** BEGIN **
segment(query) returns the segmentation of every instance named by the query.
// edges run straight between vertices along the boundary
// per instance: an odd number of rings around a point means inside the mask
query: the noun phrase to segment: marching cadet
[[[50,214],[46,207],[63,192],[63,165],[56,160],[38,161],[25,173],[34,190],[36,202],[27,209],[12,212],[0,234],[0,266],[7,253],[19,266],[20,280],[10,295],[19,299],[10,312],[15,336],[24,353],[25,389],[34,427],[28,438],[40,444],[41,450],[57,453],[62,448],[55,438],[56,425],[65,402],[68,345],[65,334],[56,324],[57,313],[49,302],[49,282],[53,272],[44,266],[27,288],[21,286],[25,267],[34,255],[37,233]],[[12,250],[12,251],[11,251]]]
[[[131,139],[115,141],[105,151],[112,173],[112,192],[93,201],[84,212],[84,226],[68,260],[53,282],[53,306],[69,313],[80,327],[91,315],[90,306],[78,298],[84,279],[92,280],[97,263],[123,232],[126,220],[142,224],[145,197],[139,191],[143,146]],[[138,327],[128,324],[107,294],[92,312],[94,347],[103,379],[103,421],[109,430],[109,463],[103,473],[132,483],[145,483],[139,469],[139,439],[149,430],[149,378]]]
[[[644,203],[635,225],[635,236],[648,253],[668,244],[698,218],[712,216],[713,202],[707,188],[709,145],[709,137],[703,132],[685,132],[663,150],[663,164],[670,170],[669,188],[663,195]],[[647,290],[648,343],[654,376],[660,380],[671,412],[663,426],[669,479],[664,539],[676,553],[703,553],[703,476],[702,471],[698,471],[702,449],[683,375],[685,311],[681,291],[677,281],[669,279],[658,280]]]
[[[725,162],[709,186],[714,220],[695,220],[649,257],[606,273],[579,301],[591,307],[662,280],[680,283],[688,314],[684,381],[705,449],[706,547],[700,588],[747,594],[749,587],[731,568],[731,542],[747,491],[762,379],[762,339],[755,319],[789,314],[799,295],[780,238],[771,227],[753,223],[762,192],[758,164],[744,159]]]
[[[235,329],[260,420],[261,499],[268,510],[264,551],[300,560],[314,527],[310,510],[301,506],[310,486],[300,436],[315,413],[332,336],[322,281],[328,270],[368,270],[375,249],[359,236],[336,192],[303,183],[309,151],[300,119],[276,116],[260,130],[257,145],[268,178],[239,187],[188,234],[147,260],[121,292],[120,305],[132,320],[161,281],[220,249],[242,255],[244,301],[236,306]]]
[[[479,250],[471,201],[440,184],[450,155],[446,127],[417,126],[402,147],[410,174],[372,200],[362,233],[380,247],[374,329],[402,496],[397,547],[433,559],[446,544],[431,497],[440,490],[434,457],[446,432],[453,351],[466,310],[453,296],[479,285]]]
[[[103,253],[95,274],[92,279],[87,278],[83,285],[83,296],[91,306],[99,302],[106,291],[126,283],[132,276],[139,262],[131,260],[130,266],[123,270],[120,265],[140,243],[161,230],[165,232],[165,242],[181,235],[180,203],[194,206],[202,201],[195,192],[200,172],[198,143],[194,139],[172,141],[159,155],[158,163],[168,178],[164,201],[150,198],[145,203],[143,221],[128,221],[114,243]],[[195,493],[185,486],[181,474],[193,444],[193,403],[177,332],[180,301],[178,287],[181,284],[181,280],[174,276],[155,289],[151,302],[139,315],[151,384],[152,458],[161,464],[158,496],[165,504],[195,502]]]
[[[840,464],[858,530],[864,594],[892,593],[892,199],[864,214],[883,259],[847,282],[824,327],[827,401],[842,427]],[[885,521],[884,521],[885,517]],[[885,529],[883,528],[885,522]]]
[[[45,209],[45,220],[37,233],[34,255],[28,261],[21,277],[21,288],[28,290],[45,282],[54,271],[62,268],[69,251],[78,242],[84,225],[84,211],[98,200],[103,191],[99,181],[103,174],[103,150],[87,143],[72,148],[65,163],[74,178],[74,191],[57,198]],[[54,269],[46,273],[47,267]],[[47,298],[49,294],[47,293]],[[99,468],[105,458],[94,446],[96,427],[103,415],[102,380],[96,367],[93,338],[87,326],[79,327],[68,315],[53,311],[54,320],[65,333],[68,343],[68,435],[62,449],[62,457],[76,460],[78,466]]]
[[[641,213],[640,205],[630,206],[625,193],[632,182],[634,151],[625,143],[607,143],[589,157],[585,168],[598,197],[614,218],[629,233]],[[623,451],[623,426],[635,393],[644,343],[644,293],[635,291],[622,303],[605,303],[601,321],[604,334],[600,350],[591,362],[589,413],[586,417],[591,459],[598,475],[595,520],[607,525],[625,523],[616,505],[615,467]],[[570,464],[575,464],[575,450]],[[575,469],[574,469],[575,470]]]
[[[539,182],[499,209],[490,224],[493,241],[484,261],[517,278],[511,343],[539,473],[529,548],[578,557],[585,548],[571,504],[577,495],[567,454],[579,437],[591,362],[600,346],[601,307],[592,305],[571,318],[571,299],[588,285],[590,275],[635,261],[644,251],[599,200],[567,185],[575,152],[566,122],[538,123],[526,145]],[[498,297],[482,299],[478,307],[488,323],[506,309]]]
** END **
* [Aim of the exercise]: Render every line of the entries above as a JSON array of strings, one string per line, leaving out blank lines.

* [Expected answer]:
[
  "segment(query) returns the segmentation of every instance named by the query.",
  "// edges run straight between vertices along the boundary",
  "// per instance: an odd number of rings around a point means inside the mask",
  "query: the noun phrase to segment: marching cadet",
  "[[[50,214],[46,207],[63,192],[63,165],[56,160],[38,161],[25,173],[34,190],[36,202],[27,209],[12,212],[0,234],[0,266],[7,253],[19,266],[20,280],[10,295],[19,299],[10,312],[15,336],[24,353],[25,389],[34,427],[28,438],[40,444],[41,450],[57,453],[62,448],[55,438],[56,425],[65,402],[68,345],[65,334],[56,324],[57,313],[49,302],[49,282],[53,272],[44,266],[27,288],[21,286],[25,267],[34,255],[37,233]],[[12,250],[12,251],[11,251]]]",
  "[[[131,139],[115,141],[105,151],[112,173],[112,192],[93,201],[84,212],[84,226],[68,260],[53,282],[53,306],[69,313],[80,327],[91,315],[90,306],[78,298],[84,279],[92,280],[97,263],[123,232],[126,220],[142,224],[145,197],[139,191],[143,146]],[[138,327],[128,324],[107,294],[92,312],[94,347],[103,379],[103,421],[109,430],[109,463],[103,473],[132,483],[145,483],[139,469],[139,439],[149,430],[149,378]]]",
  "[[[644,203],[635,225],[635,236],[648,253],[668,244],[698,218],[712,216],[713,202],[707,188],[709,145],[709,137],[703,132],[685,132],[663,150],[663,164],[670,170],[669,188],[663,195]],[[647,290],[648,343],[654,376],[660,380],[671,412],[663,426],[669,479],[664,539],[676,553],[703,553],[703,476],[702,471],[698,471],[702,449],[683,375],[685,311],[681,291],[677,281],[669,279],[658,280]]]",
  "[[[725,162],[709,186],[714,220],[695,220],[649,257],[606,273],[579,301],[591,307],[662,280],[680,283],[688,314],[684,381],[705,449],[706,547],[700,588],[747,594],[749,587],[731,568],[731,542],[747,491],[762,379],[762,339],[755,319],[789,314],[799,295],[780,238],[771,227],[753,223],[762,192],[758,164],[744,159]]]",
  "[[[235,329],[260,420],[261,499],[268,510],[264,551],[300,560],[314,527],[310,510],[301,506],[310,486],[300,436],[315,413],[332,336],[322,281],[328,270],[368,270],[375,249],[359,236],[336,192],[303,183],[309,151],[300,119],[276,116],[260,130],[257,145],[268,178],[239,187],[188,234],[147,260],[121,292],[120,305],[132,320],[161,281],[220,249],[242,255],[244,301],[236,306]]]",
  "[[[479,250],[471,201],[440,184],[450,155],[446,127],[417,126],[402,147],[410,174],[372,200],[362,233],[380,247],[374,329],[402,496],[397,547],[433,559],[446,544],[431,497],[440,490],[434,457],[446,432],[453,351],[466,310],[453,296],[479,285]]]",
  "[[[103,253],[95,274],[92,279],[87,278],[83,285],[83,296],[91,306],[99,302],[106,291],[126,283],[132,276],[139,262],[131,260],[130,266],[123,270],[120,265],[140,243],[161,230],[165,232],[165,242],[181,235],[180,203],[194,206],[202,201],[195,192],[200,172],[198,143],[194,139],[172,141],[159,155],[158,163],[168,178],[164,201],[150,198],[145,203],[143,221],[128,221],[114,243]],[[195,493],[185,486],[181,474],[193,444],[193,403],[177,332],[180,301],[178,287],[181,284],[181,280],[174,276],[155,289],[151,302],[139,315],[151,384],[152,458],[161,464],[158,496],[165,504],[195,502]]]",
  "[[[840,464],[858,530],[864,594],[892,593],[892,199],[864,214],[883,259],[847,282],[824,327],[827,401],[842,427]],[[885,521],[884,521],[885,517]],[[885,529],[883,528],[885,522]]]",
  "[[[45,209],[45,220],[37,233],[34,255],[28,261],[21,277],[21,288],[28,290],[45,282],[54,271],[62,268],[69,251],[78,242],[84,225],[84,211],[98,200],[103,191],[99,181],[103,174],[103,150],[87,143],[72,148],[65,163],[74,178],[74,191],[57,198]],[[54,269],[46,273],[47,267]],[[47,298],[49,294],[47,293]],[[99,468],[105,458],[94,446],[96,427],[103,415],[102,380],[96,367],[93,338],[87,326],[79,327],[68,315],[53,311],[54,320],[65,333],[68,343],[68,435],[62,449],[62,457],[76,460],[78,466]]]",
  "[[[641,213],[640,205],[630,206],[625,193],[632,182],[634,151],[625,143],[607,143],[589,157],[585,168],[598,197],[614,218],[629,233]],[[623,451],[623,426],[635,393],[644,343],[644,293],[635,291],[622,303],[605,303],[601,321],[604,334],[600,350],[591,362],[589,413],[586,417],[591,459],[598,475],[595,520],[607,525],[625,523],[616,505],[615,467]],[[570,464],[575,464],[575,450]],[[575,469],[574,469],[575,470]]]",
  "[[[539,182],[499,209],[490,224],[493,241],[484,261],[517,278],[511,343],[539,473],[529,548],[578,557],[585,548],[571,504],[577,495],[567,454],[579,437],[591,362],[600,346],[601,307],[592,305],[571,318],[571,299],[588,285],[590,275],[635,261],[644,251],[599,200],[567,185],[575,152],[566,122],[538,123],[526,145]],[[498,297],[482,299],[478,307],[488,323],[506,309]]]"
]